> [Exercise aim]: Output all the data exactly as it appears below.

Natural language region descriptions
○ ○ ○
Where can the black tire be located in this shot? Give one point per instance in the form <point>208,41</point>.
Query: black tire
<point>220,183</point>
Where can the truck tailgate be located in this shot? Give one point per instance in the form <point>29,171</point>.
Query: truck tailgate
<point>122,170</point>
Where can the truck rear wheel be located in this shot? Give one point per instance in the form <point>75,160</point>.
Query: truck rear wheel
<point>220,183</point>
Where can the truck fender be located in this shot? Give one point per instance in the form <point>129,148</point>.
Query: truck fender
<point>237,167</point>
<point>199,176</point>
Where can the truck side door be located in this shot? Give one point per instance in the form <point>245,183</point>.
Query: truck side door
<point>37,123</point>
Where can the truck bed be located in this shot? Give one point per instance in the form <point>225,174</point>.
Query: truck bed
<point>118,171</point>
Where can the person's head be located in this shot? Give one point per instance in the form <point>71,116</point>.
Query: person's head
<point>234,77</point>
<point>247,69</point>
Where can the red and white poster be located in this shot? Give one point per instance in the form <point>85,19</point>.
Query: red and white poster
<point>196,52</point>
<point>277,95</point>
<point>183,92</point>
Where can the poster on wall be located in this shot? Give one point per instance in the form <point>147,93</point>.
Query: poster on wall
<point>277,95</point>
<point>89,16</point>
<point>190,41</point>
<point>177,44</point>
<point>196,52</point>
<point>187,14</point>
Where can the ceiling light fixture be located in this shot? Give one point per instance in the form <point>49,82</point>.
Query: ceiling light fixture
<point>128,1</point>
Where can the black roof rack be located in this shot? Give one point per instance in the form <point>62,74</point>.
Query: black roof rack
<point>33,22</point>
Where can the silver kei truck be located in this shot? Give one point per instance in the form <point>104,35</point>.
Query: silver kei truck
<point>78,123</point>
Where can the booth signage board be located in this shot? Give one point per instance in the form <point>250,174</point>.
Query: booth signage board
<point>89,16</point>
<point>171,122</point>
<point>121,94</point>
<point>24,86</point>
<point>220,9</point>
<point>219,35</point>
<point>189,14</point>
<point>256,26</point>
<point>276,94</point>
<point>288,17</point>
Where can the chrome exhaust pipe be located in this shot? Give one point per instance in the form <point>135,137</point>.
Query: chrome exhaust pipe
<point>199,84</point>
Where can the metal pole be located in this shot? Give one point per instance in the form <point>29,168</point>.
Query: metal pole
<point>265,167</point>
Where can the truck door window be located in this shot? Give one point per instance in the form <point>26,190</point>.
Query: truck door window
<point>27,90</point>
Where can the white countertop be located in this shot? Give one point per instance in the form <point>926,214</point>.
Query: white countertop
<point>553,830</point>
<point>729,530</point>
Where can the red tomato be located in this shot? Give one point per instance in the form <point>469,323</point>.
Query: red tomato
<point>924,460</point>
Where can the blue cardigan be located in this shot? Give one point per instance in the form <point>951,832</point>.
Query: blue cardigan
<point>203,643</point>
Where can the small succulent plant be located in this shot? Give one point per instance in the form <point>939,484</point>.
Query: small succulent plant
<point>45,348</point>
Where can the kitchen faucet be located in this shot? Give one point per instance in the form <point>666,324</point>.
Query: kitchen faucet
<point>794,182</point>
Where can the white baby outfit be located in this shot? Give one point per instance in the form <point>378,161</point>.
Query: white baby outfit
○ ○ ○
> [Exercise solution]:
Where can the black tire be located in this shot? Give one point per instance in the form <point>208,41</point>.
Query: black tire
<point>220,183</point>
Where can the truck tailgate be located in this shot? Give one point per instance in the form <point>29,171</point>.
Query: truck tailgate
<point>122,170</point>
Where can the truck rear wheel be located in this shot? Give one point per instance in the form <point>75,160</point>.
Query: truck rear wheel
<point>220,183</point>
Where can the truck fender be located in this shot? Give one point per instance in the form <point>129,148</point>.
Query: truck fender
<point>237,167</point>
<point>199,176</point>
Where can the truck side door be located in this shot? Give one point per instance in the form <point>245,183</point>.
Query: truck side door
<point>37,123</point>
Where can the truck bed be located in this shot? Give one point per instance in the form <point>225,174</point>.
Query: truck bed
<point>118,171</point>
Where can the person's head be located in this shot? Give one point per instance in the form <point>71,116</point>.
Query: person's head
<point>234,77</point>
<point>247,69</point>
Where can the red and white poster be located in this shot? Give one point per instance in the form <point>85,19</point>.
Query: red and white poster
<point>196,52</point>
<point>277,95</point>
<point>183,92</point>
Where can the poster on wall be located in this shot? Give one point per instance in the form <point>147,93</point>.
Query: poster on wall
<point>277,95</point>
<point>89,16</point>
<point>190,41</point>
<point>177,44</point>
<point>196,52</point>
<point>187,14</point>
Where can the ceiling light fixture be located in this shot? Give one point per instance in the form <point>49,82</point>.
Query: ceiling light fixture
<point>128,1</point>
Where can the black roof rack be located in this shot? Give one point per instance in the form <point>62,74</point>.
Query: black roof rack
<point>33,22</point>
Where can the silver kei truck be located in this shot? Give one point per instance in the form <point>104,35</point>.
Query: silver kei truck
<point>78,123</point>
Where can the booth signage board be located in this shot? Give one point per instance in the form <point>250,174</point>.
Query: booth signage board
<point>89,16</point>
<point>171,122</point>
<point>121,94</point>
<point>24,86</point>
<point>220,9</point>
<point>219,35</point>
<point>189,14</point>
<point>256,26</point>
<point>276,94</point>
<point>288,17</point>
Where can the chrome exhaust pipe be located in this shot? Give one point per instance in the form <point>135,137</point>.
Query: chrome exhaust pipe
<point>199,84</point>
Where can the metal pole be located in this shot? Give one point per instance in the form <point>29,168</point>.
Query: metal pole
<point>265,167</point>
Where can the truck door window be located in this shot? Give one point per instance in the form <point>26,190</point>.
Query: truck door window
<point>27,90</point>
Where can the white countertop be located in this shot? Give one point per instance in the form <point>926,214</point>.
Query: white countertop
<point>553,830</point>
<point>729,530</point>
Where can the red tomato be located in this shot? Give one point per instance in the form <point>469,323</point>.
Query: red tomato
<point>924,460</point>
Where can the blue cardigan be located in this shot? Give one point per instance in the form <point>951,832</point>.
Query: blue cardigan
<point>203,643</point>
Where can the small succulent plant be located in this shot? Give one point per instance in the form <point>939,484</point>.
Query: small succulent plant
<point>45,348</point>
Where can the kitchen faucet be located in this shot? Give one point per instance in the form <point>666,324</point>.
Query: kitchen faucet
<point>794,182</point>
Where can the white baby outfit be located in this shot? Give one point per instance in the form <point>378,161</point>.
Query: white baby outfit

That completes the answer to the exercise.